**Goal:** Give back the full material, exactly as it reads.

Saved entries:

**********

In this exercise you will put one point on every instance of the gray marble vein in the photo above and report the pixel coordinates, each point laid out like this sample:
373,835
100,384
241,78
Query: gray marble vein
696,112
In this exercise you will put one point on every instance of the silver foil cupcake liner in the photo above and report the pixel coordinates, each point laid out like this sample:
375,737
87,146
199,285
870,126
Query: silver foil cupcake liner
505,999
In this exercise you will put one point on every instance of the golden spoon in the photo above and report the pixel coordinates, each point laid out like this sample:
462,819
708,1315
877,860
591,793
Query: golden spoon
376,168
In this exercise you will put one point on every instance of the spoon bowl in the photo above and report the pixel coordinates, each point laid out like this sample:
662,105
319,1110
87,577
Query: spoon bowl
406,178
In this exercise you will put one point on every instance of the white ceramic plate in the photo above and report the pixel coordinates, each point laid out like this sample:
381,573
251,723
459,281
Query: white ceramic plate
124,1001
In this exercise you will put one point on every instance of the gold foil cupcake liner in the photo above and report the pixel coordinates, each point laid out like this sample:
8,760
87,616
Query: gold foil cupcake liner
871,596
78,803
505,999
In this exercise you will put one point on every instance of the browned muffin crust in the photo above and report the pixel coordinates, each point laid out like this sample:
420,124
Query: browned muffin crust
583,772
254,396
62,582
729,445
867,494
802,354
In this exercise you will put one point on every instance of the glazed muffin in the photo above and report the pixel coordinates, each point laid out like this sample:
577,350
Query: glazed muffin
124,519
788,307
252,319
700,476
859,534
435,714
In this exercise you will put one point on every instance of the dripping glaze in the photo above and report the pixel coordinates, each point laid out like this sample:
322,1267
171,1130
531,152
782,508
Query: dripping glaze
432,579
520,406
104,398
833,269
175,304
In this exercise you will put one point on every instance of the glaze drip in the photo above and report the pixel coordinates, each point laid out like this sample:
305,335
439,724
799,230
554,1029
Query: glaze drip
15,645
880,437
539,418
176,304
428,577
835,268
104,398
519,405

**********

**Answer to the problem:**
In this exercise you will put one point on every instance of the gray marble vein in the photo above and report the pixel coordinates, each point laid out like this sample:
373,835
100,384
241,78
Query: gray marble vein
696,112
In this exercise you will put one point on every instance of the silver foil cupcake liner in the photo above and report the pixel coordinates, each point laid out like this sample:
375,737
87,146
199,285
870,126
Query: silver foil cupcake liner
505,999
In this exercise you will put one point on every instance of the golden spoon in the photo above and report the pixel coordinates, each point laid out like this sample:
462,819
708,1315
877,860
591,793
Query: golden spoon
376,168
In this exercise you will put one point on every instance of the spoon bowl in the photo above and report the pixel coordinates, each point laid out like this sample:
662,105
319,1110
87,577
Query: spoon bowl
406,178
In this exercise you will put one point on every instance of the white ceramic plate in the photo above and report the pixel coordinates, each point laid out like this sample:
381,573
251,723
459,281
Query: white ceramic plate
124,1001
In this exercise you will put one point on every instance of the gold foil cupcake liner in the photo above and report the pixel coordinates, each point laid out like this sample:
8,760
87,616
Query: gold foil cupcake liner
871,596
78,803
505,999
In this exercise you will put one point on every instance of the browned muffin crust in the photo above and report the pixel coordinates, each point laid out like this sample:
420,124
Query: browned muffin crust
583,772
254,396
62,582
729,445
867,494
802,354
In this exercise you will put one point on every instance of the glazed muffin in the photo above and report the pixel coordinates, each point laid out like this sample:
577,350
Query: glazed muffin
124,519
788,307
252,319
700,476
859,534
435,714
In this exercise you will put one point on every instance of the dripping glaze in the photo above and report the pixel coordinates, each point laid out like this sample:
322,1267
171,1130
531,152
782,508
Query: dripping glaze
432,579
520,406
104,398
833,269
175,304
In this exercise you will put one point on every instance of the glaze drip in the photo above and report the pixel coordinates, each point laid out like this sample:
305,335
439,724
799,230
554,1029
Query: glaze drip
15,645
880,437
539,418
176,304
428,577
835,268
104,398
519,405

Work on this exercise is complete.